* EXERCISE INSTRUCTIONS: Take down each entry exactly as written.

------ DATA TO PROCESS ------

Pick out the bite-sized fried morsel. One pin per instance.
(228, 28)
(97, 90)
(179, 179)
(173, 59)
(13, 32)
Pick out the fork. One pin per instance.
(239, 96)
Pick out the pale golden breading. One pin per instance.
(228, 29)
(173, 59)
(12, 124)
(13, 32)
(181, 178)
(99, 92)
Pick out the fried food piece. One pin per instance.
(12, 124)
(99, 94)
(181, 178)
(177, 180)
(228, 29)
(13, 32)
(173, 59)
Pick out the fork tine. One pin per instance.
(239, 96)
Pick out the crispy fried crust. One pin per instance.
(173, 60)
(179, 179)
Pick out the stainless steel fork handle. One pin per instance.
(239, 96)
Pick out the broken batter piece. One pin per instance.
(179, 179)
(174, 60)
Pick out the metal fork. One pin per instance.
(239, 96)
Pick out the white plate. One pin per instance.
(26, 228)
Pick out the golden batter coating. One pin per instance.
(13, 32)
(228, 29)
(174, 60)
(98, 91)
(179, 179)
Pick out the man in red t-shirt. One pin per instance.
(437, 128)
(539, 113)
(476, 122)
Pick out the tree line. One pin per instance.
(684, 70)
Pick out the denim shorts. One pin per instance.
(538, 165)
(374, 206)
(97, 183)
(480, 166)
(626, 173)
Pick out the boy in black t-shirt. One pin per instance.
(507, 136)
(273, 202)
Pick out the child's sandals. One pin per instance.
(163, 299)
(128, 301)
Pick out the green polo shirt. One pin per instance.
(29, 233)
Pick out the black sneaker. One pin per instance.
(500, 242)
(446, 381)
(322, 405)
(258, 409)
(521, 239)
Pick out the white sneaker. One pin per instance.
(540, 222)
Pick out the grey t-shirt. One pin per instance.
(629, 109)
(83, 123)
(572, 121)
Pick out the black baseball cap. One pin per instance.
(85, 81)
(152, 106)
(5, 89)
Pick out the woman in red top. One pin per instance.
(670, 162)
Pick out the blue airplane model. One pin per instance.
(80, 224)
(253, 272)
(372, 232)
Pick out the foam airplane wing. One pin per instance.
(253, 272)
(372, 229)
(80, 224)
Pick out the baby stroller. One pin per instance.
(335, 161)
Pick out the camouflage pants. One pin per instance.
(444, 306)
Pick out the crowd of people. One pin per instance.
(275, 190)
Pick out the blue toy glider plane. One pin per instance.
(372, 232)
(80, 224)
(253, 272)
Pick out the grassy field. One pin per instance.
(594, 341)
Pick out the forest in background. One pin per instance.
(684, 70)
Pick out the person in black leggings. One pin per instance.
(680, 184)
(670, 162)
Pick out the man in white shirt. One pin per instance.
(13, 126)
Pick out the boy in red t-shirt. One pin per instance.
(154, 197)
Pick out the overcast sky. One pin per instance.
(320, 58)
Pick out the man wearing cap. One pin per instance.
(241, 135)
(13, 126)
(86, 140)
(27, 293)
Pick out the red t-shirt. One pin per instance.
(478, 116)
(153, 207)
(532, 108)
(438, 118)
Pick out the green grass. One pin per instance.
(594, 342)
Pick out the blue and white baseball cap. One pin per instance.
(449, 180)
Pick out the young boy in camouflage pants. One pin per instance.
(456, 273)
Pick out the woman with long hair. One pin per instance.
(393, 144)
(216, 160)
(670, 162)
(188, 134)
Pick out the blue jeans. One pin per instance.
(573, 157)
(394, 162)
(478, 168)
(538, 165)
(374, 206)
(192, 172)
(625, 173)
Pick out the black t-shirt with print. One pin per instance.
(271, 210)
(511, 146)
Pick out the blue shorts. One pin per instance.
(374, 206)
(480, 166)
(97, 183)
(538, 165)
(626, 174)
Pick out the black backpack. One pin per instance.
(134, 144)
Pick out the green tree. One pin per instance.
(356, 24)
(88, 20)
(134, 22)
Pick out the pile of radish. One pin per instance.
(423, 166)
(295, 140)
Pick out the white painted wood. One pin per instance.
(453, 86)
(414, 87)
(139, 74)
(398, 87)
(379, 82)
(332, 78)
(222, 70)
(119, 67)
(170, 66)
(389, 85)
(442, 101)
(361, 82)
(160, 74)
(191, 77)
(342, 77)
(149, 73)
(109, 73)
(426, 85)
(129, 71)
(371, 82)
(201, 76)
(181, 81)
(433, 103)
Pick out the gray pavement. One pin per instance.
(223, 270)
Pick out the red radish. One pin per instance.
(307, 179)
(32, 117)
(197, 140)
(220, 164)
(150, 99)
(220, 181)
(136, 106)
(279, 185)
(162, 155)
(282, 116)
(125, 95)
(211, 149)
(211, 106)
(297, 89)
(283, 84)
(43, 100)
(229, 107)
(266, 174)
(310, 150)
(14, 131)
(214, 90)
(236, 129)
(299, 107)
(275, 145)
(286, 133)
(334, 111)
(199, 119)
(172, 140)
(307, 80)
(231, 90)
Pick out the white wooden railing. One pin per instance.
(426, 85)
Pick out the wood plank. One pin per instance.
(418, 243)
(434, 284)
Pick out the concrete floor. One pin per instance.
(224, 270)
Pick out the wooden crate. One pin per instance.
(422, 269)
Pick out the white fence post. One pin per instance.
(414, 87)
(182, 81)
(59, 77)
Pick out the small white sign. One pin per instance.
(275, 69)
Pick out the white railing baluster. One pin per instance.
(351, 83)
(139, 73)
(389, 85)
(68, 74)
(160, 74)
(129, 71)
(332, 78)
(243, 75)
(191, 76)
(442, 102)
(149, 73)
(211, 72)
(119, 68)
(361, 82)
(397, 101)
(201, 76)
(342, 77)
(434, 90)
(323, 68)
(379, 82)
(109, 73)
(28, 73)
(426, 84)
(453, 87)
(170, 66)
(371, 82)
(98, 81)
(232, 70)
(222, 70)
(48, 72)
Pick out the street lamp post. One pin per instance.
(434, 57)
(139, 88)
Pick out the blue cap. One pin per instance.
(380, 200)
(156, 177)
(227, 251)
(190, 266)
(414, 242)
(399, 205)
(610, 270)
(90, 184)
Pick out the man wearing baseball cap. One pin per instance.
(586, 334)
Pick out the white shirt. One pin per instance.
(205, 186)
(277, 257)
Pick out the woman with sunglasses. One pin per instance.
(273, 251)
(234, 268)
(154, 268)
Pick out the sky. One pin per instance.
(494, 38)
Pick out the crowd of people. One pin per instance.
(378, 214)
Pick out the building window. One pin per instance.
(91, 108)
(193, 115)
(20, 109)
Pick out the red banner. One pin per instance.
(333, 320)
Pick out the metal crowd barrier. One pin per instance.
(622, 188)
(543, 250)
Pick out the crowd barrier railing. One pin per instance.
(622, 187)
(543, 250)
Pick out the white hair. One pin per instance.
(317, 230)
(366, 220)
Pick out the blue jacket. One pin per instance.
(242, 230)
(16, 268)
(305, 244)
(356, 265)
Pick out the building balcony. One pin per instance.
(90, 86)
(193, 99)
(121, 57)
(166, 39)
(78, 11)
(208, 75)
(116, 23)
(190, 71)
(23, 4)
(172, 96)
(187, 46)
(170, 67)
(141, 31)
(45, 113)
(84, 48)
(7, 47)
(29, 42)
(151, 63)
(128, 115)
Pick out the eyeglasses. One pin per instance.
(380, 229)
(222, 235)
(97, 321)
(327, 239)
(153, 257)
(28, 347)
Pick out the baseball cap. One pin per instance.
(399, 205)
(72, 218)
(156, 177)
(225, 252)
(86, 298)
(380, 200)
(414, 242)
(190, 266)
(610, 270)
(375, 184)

------

* THE RESULT:
Pick out the bite-sized fried morsel. One pin per instance.
(228, 28)
(97, 90)
(179, 179)
(173, 59)
(13, 32)
Pick out the fork. One pin per instance.
(239, 96)
Pick out the pale golden breading. One pin per instance.
(228, 29)
(173, 59)
(12, 124)
(13, 32)
(181, 178)
(99, 92)
Pick out the fried food piece. One pin per instance.
(12, 124)
(99, 94)
(181, 178)
(177, 180)
(228, 29)
(13, 32)
(173, 59)
Pick out the fork tine. One pin per instance.
(239, 96)
Pick out the crispy fried crust. One pin per instance.
(173, 60)
(179, 179)
Pick out the stainless steel fork handle. One pin per instance.
(239, 96)
Pick out the broken batter piece. One pin per instance.
(179, 179)
(174, 60)
Pick out the metal fork. One pin per instance.
(239, 96)
Pick out the white plate. One pin per instance.
(26, 228)
Pick out the golden batter coating. One pin per instance.
(13, 32)
(228, 29)
(174, 60)
(98, 91)
(179, 179)
Pick out the man in red t-shirt. One pin per instance.
(437, 128)
(539, 113)
(476, 122)
Pick out the tree line. One pin per instance.
(684, 70)
Pick out the denim shorts. One pin per instance.
(538, 165)
(374, 206)
(97, 183)
(480, 166)
(626, 173)
Pick out the boy in black t-shirt. One pin per instance.
(507, 136)
(273, 202)
Pick out the child's sandals. One pin per instance.
(163, 299)
(128, 301)
Pick out the green polo shirt. One pin per instance.
(29, 233)
Pick out the black sneaker. One pin per instance.
(500, 242)
(446, 381)
(322, 405)
(258, 409)
(521, 239)
Pick out the white sneaker. One pin per instance.
(540, 222)
Pick out the grey t-shirt. One pin per instance.
(629, 109)
(83, 123)
(572, 121)
Pick out the black baseball cap. One pin per instance.
(85, 81)
(152, 106)
(5, 89)
Pick out the woman in red top. One pin per instance.
(670, 162)
Pick out the blue airplane model. One pin per instance.
(80, 224)
(253, 272)
(372, 232)
Pick out the foam airplane wing. One pin per instance.
(253, 272)
(372, 229)
(80, 224)
Pick out the baby stroller. One pin per instance.
(335, 161)
Pick out the camouflage pants. One pin per instance.
(444, 306)
Pick out the crowd of people. One pin per instance.
(275, 190)
Pick out the blue toy glider plane. One pin per instance.
(372, 232)
(80, 224)
(253, 272)
Pick out the grassy field. One pin per instance.
(594, 341)
Pick out the forest in background. One pin per instance.
(684, 70)
Pick out the person in black leggings. One pin per instance.
(680, 184)
(670, 162)
Pick out the man in white shirt. One pin per instance.
(13, 126)
Pick out the boy in red t-shirt. One pin per instance.
(154, 197)
Pick out the overcast sky. One pin per instance.
(320, 58)
Pick out the man wearing cap. One pin per instance.
(241, 135)
(13, 126)
(86, 140)
(27, 293)
Pick out the red t-shirt. One pin per instance.
(478, 116)
(153, 207)
(532, 108)
(438, 118)
Pick out the green grass. One pin per instance.
(594, 342)
Pick out the blue and white baseball cap. One pin per instance.
(449, 180)
Pick out the young boy in camouflage pants. One pin per instance.
(456, 273)
Pick out the woman with long hair. One pin per instance.
(393, 144)
(216, 160)
(670, 162)
(188, 134)
Pick out the blue jeans. One pin per instance.
(573, 157)
(394, 162)
(478, 168)
(538, 165)
(374, 206)
(192, 172)
(625, 173)
Pick out the black t-shirt with print. One pin per instance.
(271, 210)
(511, 146)
Pick out the blue shorts. One pin per instance.
(374, 206)
(480, 166)
(97, 183)
(538, 165)
(626, 174)
Pick out the black backpack. One pin per instance.
(134, 144)
Pick out the green tree. One pin per instance.
(356, 24)
(88, 20)
(134, 22)
Pick out the pile of radish. One pin per instance.
(423, 166)
(295, 140)
Pick out the white painted wood. One pin per instance.
(453, 86)
(414, 87)
(139, 74)
(398, 87)
(379, 82)
(332, 78)
(222, 70)
(119, 67)
(170, 66)
(389, 85)
(442, 101)
(361, 82)
(160, 74)
(191, 77)
(342, 77)
(149, 73)
(109, 73)
(426, 85)
(129, 71)
(371, 82)
(201, 76)
(181, 81)
(433, 103)
Pick out the gray pavement. One pin per instance.
(223, 270)
Pick out the red radish. One pin per instance.
(307, 179)
(32, 117)
(197, 140)
(220, 164)
(150, 99)
(220, 181)
(136, 106)
(279, 185)
(162, 155)
(282, 116)
(125, 95)
(211, 149)
(211, 106)
(297, 89)
(283, 84)
(43, 100)
(229, 107)
(266, 174)
(310, 150)
(14, 131)
(214, 90)
(236, 129)
(299, 107)
(275, 145)
(286, 133)
(334, 111)
(199, 119)
(172, 140)
(307, 80)
(231, 90)
Pick out the white wooden railing. One pin per instance.
(426, 85)
Pick out the wood plank. One pin per instance.
(418, 243)
(434, 284)
Pick out the concrete floor. One pin per instance.
(224, 270)
Pick out the wooden crate. One pin per instance.
(422, 269)
Pick out the white fence post. One pin per instance.
(414, 87)
(182, 81)
(59, 77)
Pick out the small white sign. One pin per instance.
(275, 69)
Pick out the white railing baluster. One pin per instance.
(351, 83)
(139, 73)
(389, 85)
(68, 74)
(160, 74)
(129, 71)
(332, 78)
(243, 75)
(191, 76)
(442, 102)
(149, 73)
(211, 72)
(119, 68)
(361, 82)
(397, 101)
(201, 76)
(342, 77)
(434, 90)
(323, 68)
(379, 82)
(109, 73)
(28, 73)
(426, 84)
(453, 87)
(170, 66)
(371, 82)
(98, 81)
(232, 70)
(222, 70)
(48, 72)
Pick out the street lamp post. One pin per instance.
(434, 57)
(139, 88)
Pick out the blue cap. One pin per instance.
(380, 200)
(156, 177)
(227, 251)
(190, 266)
(414, 242)
(399, 205)
(610, 270)
(90, 184)
Pick out the man wearing baseball cap. One pin per instance.
(586, 334)
Pick out the white shirt. One pin per instance.
(205, 186)
(277, 257)
Pick out the woman with sunglasses. One pin per instance.
(273, 251)
(234, 268)
(154, 268)
Pick out the sky. One pin per instance.
(494, 38)
Pick out the crowd of people. One pin per instance.
(378, 214)
Pick out the building window. One pin per instance.
(91, 108)
(193, 115)
(20, 109)
Pick out the red banner. One pin per instance.
(333, 320)
Pick out the metal crowd barrier. One pin per instance.
(622, 188)
(543, 250)
Pick out the crowd barrier railing. One pin per instance.
(622, 187)
(543, 250)
Pick out the white hair. One pin per instance.
(317, 230)
(366, 220)
Pick out the blue jacket. One pin per instance.
(242, 230)
(16, 268)
(305, 244)
(356, 265)
Pick out the building balcony. One pin per instance.
(90, 86)
(193, 99)
(121, 57)
(166, 39)
(78, 11)
(208, 75)
(116, 23)
(190, 71)
(23, 4)
(172, 96)
(187, 46)
(170, 67)
(141, 31)
(45, 113)
(84, 48)
(7, 47)
(29, 42)
(151, 63)
(128, 115)
Pick out the eyeglasses. One pin per instance.
(380, 229)
(222, 235)
(97, 321)
(327, 239)
(153, 257)
(28, 347)
Pick out the baseball cap. One pin per instance.
(399, 205)
(72, 218)
(156, 177)
(225, 252)
(86, 298)
(380, 200)
(414, 242)
(190, 266)
(610, 270)
(375, 184)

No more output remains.